::: EXERCISE INPUT :::

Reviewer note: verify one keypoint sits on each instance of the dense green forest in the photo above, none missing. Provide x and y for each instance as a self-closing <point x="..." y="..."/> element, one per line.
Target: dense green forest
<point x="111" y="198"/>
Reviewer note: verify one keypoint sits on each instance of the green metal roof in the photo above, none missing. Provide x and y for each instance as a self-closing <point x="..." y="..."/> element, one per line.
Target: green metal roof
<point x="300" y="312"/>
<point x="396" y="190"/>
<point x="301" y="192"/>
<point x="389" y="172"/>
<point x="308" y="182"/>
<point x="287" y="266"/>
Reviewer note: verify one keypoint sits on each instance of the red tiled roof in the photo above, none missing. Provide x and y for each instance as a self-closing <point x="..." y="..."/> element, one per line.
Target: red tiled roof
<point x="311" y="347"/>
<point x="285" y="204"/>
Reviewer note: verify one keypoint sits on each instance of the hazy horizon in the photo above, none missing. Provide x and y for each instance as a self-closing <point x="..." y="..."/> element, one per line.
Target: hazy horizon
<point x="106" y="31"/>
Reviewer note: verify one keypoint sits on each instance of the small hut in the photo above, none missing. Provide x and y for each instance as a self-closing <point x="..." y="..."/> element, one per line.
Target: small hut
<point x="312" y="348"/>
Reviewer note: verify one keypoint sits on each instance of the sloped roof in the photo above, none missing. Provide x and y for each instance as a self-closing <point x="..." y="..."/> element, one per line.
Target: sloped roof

:::

EXERCISE INSTRUCTIONS
Start from the line that holds "the red tiled" and print each line to the end of the records exactly, leaving out everything before it.

ANSWER AREA
Reviewer note: verify one keypoint sits on each instance of the red tiled roof in the photo above, none missing. Provide x and y for each instance as a self-closing <point x="..." y="..."/> element, one per line.
Target: red tiled roof
<point x="311" y="347"/>
<point x="285" y="204"/>
Reviewer note: verify one keypoint sits on each instance of the hazy horizon in the photo above, none missing. Provide x and y for each instance as a self-closing <point x="..." y="..."/> element, one per line.
Target: hazy horizon
<point x="106" y="31"/>
Reviewer note: verify one keypoint sits on each instance of the small hut in the photo above, none missing. Provide x and y for each instance as a self-closing <point x="..." y="..."/> element, one per line.
Target: small hut
<point x="312" y="348"/>
Reviewer note: verify one keypoint sits on each instance of the sloped roof in the photo above, none missing. Provide x and y for each instance as a self-closing <point x="..." y="..."/> element, one per line.
Target: sloped roof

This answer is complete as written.